## TASK DETAILS
Put every line of the entries below into a Markdown table with the columns "Row" and "Entry line," skipping blank lines. Leave the pictures out of the table.

[Outline entries for labeled areas]
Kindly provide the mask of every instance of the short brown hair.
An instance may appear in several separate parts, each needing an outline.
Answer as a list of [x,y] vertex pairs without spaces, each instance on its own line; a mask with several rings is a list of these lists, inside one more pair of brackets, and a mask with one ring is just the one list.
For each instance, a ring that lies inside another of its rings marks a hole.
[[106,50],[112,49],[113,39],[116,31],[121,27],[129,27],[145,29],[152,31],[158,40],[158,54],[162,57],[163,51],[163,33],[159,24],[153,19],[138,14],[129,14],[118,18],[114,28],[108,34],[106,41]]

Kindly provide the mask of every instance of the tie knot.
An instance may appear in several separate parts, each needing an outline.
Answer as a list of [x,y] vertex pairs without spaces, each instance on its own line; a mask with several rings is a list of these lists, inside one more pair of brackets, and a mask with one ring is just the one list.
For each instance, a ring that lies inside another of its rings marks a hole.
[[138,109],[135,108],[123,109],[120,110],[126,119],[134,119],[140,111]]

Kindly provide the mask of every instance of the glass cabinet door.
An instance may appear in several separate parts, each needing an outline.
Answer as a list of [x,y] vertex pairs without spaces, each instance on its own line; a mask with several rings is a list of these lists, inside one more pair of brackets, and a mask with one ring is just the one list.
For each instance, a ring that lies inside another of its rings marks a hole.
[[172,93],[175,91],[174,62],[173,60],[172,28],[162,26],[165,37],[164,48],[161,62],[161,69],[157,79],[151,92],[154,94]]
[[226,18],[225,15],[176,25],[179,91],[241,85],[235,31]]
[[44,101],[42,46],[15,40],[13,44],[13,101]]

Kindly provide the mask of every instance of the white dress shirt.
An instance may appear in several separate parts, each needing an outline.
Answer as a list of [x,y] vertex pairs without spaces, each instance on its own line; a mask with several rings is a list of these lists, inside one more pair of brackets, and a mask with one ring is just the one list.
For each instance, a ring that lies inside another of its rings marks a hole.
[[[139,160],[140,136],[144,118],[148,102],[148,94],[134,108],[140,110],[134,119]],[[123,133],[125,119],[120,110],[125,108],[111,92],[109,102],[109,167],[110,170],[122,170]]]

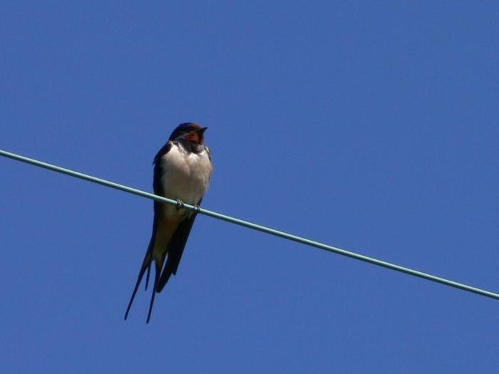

## SOLUTION
| Row | Entry line |
|---|---|
| 1 | Kindly provide the mask of every instance of the short brown hair. |
| 2 | An instance may appear in several separate parts, each needing an outline. |
| 3 | Answer as a list of [x,y] vertex pairs without spaces, each instance on its own line; a mask with several rings is a list of these lists, inside one more pair of brackets, and a mask with one ring is just the one list. |
| 4 | For each instance, a ring that lies inside another of its rings marks a hole. |
| 5 | [[106,50],[112,49],[113,39],[116,31],[121,27],[129,27],[145,29],[152,31],[158,40],[158,54],[162,57],[163,51],[163,33],[159,24],[153,19],[138,14],[129,14],[118,18],[114,28],[108,34],[106,41]] |
| 6 | Kindly provide the mask of every instance of the tie knot. |
| 7 | An instance may appear in several separate parts, each needing an outline. |
| 8 | Answer as a list of [x,y] vertex pairs without spaces, each instance on its own line; a mask with several rings is a list of these lists, inside one more pair of brackets, and a mask with one ring is just the one list. |
| 9 | For each instance, a ring that lies inside another of its rings marks a hole. |
| 10 | [[138,109],[135,108],[123,109],[120,110],[126,119],[134,119],[140,111]] |
| 11 | Kindly provide the mask of every instance of the glass cabinet door. |
| 12 | An instance may appear in several separate parts, each needing an outline. |
| 13 | Answer as a list of [x,y] vertex pairs without spaces, each instance on its own line; a mask with several rings is a list of these lists, inside one more pair of brackets, and a mask with one ring is just the one list. |
| 14 | For each instance, a ring that lies inside another of its rings marks a hole. |
| 15 | [[172,93],[175,91],[174,62],[173,60],[172,28],[162,26],[165,37],[164,48],[161,62],[161,69],[157,79],[151,92],[154,94]] |
| 16 | [[226,18],[225,15],[176,25],[179,91],[241,85],[235,31]] |
| 17 | [[44,101],[42,46],[15,40],[13,44],[13,101]] |
| 18 | Kindly provide the mask of every instance of the white dress shirt. |
| 19 | An instance may appear in several separate parts, each needing an outline. |
| 20 | Answer as a list of [x,y] vertex pairs without spaces, each instance on its own line; a mask with several rings is a list of these lists, inside one more pair of brackets, and a mask with one ring is just the one list. |
| 21 | For each instance, a ring that lies inside another of its rings marks a hole. |
| 22 | [[[139,160],[140,136],[144,118],[148,102],[148,94],[134,108],[140,110],[134,119]],[[123,133],[125,119],[120,110],[125,108],[111,92],[109,102],[109,167],[110,170],[122,170]]] |